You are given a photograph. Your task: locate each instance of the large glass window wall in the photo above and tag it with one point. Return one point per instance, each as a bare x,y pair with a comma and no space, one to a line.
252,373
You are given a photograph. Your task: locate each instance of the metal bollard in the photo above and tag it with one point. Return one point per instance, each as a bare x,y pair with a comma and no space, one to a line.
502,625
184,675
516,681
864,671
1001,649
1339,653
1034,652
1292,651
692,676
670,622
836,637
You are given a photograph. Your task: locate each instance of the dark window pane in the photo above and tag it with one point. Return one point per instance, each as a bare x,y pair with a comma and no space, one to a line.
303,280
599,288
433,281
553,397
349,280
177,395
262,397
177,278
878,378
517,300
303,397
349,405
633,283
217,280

________________________

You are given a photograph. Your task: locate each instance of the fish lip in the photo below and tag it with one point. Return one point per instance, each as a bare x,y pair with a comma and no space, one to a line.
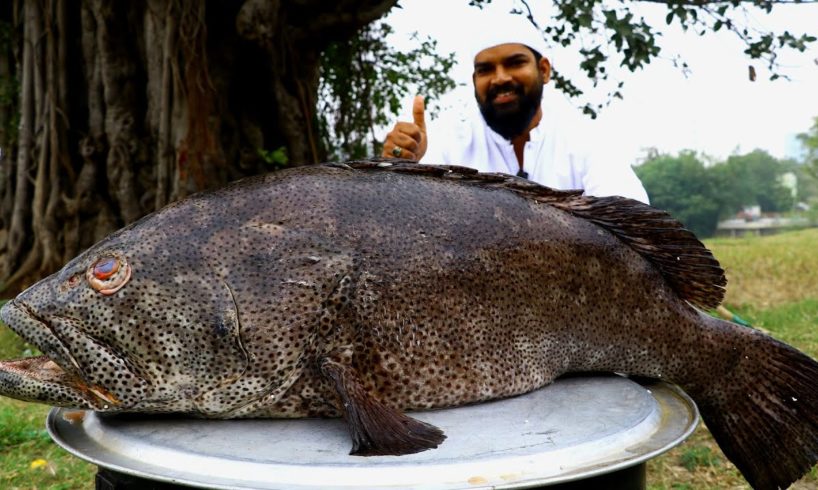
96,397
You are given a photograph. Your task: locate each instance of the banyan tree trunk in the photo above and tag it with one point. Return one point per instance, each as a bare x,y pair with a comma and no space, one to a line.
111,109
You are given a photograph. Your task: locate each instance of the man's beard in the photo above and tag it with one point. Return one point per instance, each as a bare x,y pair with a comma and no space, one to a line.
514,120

________________________

Pull out every line in the records above that contains the word "bollard" and copy each one unchanged.

You are given a photograph. Your task: locate each instance of the metal bollard in the photo above and tag it with one point. Return one point per instance, each as a bare x,y pair with a comma and no space, one to a line.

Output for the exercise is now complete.